● TASK TO CARRY OUT
Switch every occurrence of "integer pixel coordinates" in the data below to "whole-number pixel coordinates", and reproduce all other text unchanged.

● EXTRACTED ENTRIES
● ● ● ● ●
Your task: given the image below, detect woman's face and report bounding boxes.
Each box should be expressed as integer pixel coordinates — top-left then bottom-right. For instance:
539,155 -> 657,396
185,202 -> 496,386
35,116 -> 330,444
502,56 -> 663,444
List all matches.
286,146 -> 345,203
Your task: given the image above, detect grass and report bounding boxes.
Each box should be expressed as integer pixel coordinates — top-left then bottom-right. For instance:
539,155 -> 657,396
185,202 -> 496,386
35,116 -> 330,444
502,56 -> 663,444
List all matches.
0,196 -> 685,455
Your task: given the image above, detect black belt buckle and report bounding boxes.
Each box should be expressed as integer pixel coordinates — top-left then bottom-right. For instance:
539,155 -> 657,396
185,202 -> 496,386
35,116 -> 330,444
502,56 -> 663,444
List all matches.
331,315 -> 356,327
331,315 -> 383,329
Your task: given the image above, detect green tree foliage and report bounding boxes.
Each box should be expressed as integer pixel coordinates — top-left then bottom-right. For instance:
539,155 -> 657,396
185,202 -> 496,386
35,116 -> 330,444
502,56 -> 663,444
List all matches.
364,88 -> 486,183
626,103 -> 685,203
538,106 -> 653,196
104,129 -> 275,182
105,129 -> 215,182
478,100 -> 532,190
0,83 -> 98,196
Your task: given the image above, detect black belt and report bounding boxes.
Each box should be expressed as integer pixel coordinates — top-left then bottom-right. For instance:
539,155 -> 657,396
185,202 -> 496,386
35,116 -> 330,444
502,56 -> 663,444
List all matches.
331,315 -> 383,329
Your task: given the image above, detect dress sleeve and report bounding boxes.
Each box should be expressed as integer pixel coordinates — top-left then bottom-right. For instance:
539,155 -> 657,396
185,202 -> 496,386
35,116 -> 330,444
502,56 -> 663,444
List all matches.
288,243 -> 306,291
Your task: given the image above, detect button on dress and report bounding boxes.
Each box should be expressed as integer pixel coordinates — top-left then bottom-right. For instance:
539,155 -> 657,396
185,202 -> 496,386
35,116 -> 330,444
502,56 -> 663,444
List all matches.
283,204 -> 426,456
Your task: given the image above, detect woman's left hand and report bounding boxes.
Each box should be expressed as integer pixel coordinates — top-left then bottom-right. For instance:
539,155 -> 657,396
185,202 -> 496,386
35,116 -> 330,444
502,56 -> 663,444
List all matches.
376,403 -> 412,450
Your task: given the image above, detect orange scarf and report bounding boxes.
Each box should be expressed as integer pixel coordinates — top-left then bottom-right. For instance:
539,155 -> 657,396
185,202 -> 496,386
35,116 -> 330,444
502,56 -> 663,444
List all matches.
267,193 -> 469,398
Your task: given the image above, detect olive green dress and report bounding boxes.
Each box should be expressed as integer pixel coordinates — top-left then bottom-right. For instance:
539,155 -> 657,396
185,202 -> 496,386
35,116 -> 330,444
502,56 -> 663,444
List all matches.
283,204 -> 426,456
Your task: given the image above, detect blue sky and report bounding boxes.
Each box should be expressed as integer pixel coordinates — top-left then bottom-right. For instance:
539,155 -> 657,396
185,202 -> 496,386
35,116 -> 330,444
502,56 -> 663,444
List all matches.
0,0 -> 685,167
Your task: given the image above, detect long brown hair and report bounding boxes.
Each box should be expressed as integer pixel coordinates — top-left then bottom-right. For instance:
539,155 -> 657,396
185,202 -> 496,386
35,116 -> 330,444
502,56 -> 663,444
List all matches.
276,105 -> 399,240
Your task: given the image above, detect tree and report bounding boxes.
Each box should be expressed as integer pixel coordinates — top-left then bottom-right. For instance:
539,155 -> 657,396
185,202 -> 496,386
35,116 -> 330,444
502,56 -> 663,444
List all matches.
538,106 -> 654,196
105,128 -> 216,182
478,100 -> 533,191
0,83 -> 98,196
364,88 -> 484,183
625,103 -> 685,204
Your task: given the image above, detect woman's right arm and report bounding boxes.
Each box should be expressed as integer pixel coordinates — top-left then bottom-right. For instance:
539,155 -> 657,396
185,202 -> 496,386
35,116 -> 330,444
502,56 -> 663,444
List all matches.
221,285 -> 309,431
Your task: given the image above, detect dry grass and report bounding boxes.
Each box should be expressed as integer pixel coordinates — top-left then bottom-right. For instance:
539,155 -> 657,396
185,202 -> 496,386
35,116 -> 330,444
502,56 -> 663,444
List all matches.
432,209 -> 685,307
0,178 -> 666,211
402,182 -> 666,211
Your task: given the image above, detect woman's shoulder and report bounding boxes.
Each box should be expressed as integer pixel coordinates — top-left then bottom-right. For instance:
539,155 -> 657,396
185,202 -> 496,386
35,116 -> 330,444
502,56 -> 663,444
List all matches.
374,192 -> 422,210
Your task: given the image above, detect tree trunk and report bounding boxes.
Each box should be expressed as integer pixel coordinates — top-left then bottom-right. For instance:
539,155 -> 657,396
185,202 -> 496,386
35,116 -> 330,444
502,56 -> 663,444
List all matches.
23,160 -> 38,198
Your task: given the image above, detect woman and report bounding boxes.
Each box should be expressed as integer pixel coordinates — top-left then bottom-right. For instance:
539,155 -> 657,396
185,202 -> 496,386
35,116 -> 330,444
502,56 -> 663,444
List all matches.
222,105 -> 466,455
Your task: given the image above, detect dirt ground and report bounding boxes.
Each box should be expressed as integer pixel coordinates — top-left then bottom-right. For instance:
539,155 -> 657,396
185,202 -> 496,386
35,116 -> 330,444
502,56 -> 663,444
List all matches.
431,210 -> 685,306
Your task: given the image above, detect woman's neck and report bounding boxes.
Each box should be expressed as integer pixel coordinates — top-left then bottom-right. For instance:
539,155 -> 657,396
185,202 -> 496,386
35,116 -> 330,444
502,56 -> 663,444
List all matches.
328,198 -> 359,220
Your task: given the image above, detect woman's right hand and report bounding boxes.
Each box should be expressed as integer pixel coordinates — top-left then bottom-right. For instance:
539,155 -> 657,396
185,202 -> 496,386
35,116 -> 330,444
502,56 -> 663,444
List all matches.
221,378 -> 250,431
● ● ● ● ●
● RIGHT ANSWER
Your task: given the image below, detect woman's face and report bounding boxes.
Each box should be expressed as whole-number pixel coordinates — top-left then bottom-right. For instance:
539,155 -> 657,396
185,202 -> 496,386
35,116 -> 330,444
502,56 -> 663,444
List all matches.
286,146 -> 345,203
Your task: given the image above, detect grass and report bounding boxes.
Each box should be expressed as whole-number pixel coordinates — top-left then bottom-right. For instance:
539,155 -> 657,396
185,202 -> 496,386
35,116 -> 330,444
502,56 -> 663,444
List all matches.
0,196 -> 685,455
Your task: given the image above, detect black belt buckle and report bounding boxes.
Each box should be expressed as whole-number pixel coordinates — top-left then bottom-right. For instance:
539,155 -> 657,396
185,202 -> 496,386
35,116 -> 330,444
502,56 -> 663,444
List all matches.
331,315 -> 356,327
331,315 -> 383,329
Your task: given the image above, detect green tree foliage and report bounding boxes.
Each box should be expressed as whole-number pixel coordinates — top-left then bottom-right. For instance:
539,155 -> 657,396
185,202 -> 496,386
35,116 -> 330,444
502,56 -> 663,444
List all matches.
364,88 -> 486,183
626,103 -> 685,203
538,106 -> 653,196
104,129 -> 275,182
105,129 -> 215,182
478,100 -> 532,190
0,83 -> 98,196
Your task: given the image above, detect black belt and report bounding boxes.
Each box should be expressed as whole-number pixel coordinates — top-left then bottom-right. For instance:
539,155 -> 657,396
185,202 -> 496,386
35,116 -> 330,444
502,56 -> 663,444
List all matches.
331,315 -> 383,329
Your task: given the image above, detect dress sleeve and report bounding boxes.
Each box should be expressed as whole-number pixel coordinates — top-left then bottom-right. For instance:
539,155 -> 657,396
185,202 -> 496,386
35,116 -> 330,444
502,56 -> 663,444
List all matches.
288,243 -> 306,291
Your task: given the image above, detect button on dress and report bounding boxes.
Each box should be expressed as whole-number pixel coordinates — top-left then bottom-right. For instance:
539,155 -> 657,396
185,202 -> 496,386
35,116 -> 330,444
502,56 -> 663,444
List all matches.
283,204 -> 426,456
Your task: given the image above, detect woman's left hand and report bounding boxes.
Each box should be expressed as whole-number pixel coordinates — top-left then bottom-right. For instance:
539,155 -> 657,396
185,202 -> 496,386
35,116 -> 330,444
502,56 -> 663,444
List all matches.
376,403 -> 412,450
Your task: given the image above, detect orange scarf and report bounding boxes.
Each box should be expressed as whole-number pixel coordinates — top-left then bottom-right. For instance:
539,155 -> 657,396
185,202 -> 496,386
35,116 -> 330,444
502,56 -> 663,444
List all matches.
267,193 -> 469,398
Your task: given the image above, detect olive green dress and report bounding boxes.
Each box should be expressed as whole-number pixel coordinates — top-left then bottom-right. For instance:
539,155 -> 657,396
185,202 -> 496,386
35,116 -> 330,444
502,56 -> 663,444
List all matches.
283,204 -> 426,456
Your task: given the image above, detect blue sky and report bounding boxes.
Each box should be expressed as whole-number pixel coordinates — top-left then bottom-right. For instance:
539,155 -> 657,396
185,202 -> 496,386
35,116 -> 330,444
502,56 -> 663,444
List all matches.
0,0 -> 685,167
Your task: given the image above, detect long brown hair and report bounding boxes.
Each box should be expressed as whole-number pixel coordinates — top-left then bottom-right. For instance:
539,155 -> 657,396
185,202 -> 496,386
35,116 -> 330,444
502,56 -> 663,444
List all matches.
276,105 -> 399,240
Your task: given the image above, detect tree and report bounding boxes.
Each box should be expressed as whole-number pixel coordinates — top-left then bottom-right. For instance:
539,155 -> 657,396
185,202 -> 496,386
35,116 -> 330,444
502,56 -> 663,444
List all matches.
538,106 -> 654,196
105,128 -> 216,182
478,100 -> 533,191
0,83 -> 98,196
364,88 -> 484,183
625,103 -> 685,204
Your task: given the image above, detect woman's right arm and report bounding boxes.
Each box should be expressed as whole-number pixel coordinates — top-left then bottom-right. For instance:
539,155 -> 657,396
185,202 -> 496,386
35,116 -> 330,444
502,56 -> 663,444
List all matches.
221,285 -> 309,431
Your task: given the image above, detect dry grass and report bounding boxes.
Each box should be expressed as whole-number pixel coordinates — top-left then bottom-right. For instance:
539,155 -> 657,396
185,202 -> 496,386
35,116 -> 330,444
502,56 -> 663,444
List all matches.
432,209 -> 685,307
0,178 -> 666,211
402,182 -> 666,211
Your task: given the image above, detect woman's shoulder and report bounding boxes.
Each box should be expressed as whole-number pixel coordinates — top-left then bottom-right. For instance:
539,155 -> 657,396
185,202 -> 496,386
35,116 -> 330,444
502,56 -> 663,444
List all matches.
374,192 -> 422,210
Your task: given the image above, detect tree trunk and report bounding boxes.
Each box should be expressed as whole-number pixel coordinates — top-left then bottom-right. For instance:
539,155 -> 657,396
185,202 -> 496,386
35,116 -> 330,444
502,56 -> 663,444
List all matches.
23,160 -> 38,198
Your task: given the image above, detect woman and report bounding boxes.
Each box should be expressed as whole-number pixel coordinates — top-left then bottom-right. For instance:
539,155 -> 657,396
185,202 -> 496,386
35,116 -> 330,444
502,56 -> 663,444
List all matches.
222,105 -> 466,455
Your task: given the image above, detect dirt ground and report bounding boxes.
Each box should be expressed as whole-number pixel coordinates — top-left then bottom-right. For instance:
539,155 -> 657,396
185,202 -> 496,386
35,116 -> 330,444
502,56 -> 663,444
List all matches.
431,210 -> 685,306
Your task: given the image above, detect woman's neck and report bounding boxes.
Each box should be expressed as whole-number pixel coordinates — top-left then bottom-right. For instance:
539,155 -> 657,396
185,202 -> 496,386
35,116 -> 330,444
502,56 -> 663,444
List all matches.
328,198 -> 359,220
Your task: given the image above, detect woman's right hand and report bounding boxes.
Each box should be expressed as whole-number pixel coordinates — top-left then bottom-right. For instance:
539,155 -> 657,396
185,202 -> 496,386
35,116 -> 330,444
502,56 -> 663,444
List all matches.
221,378 -> 250,431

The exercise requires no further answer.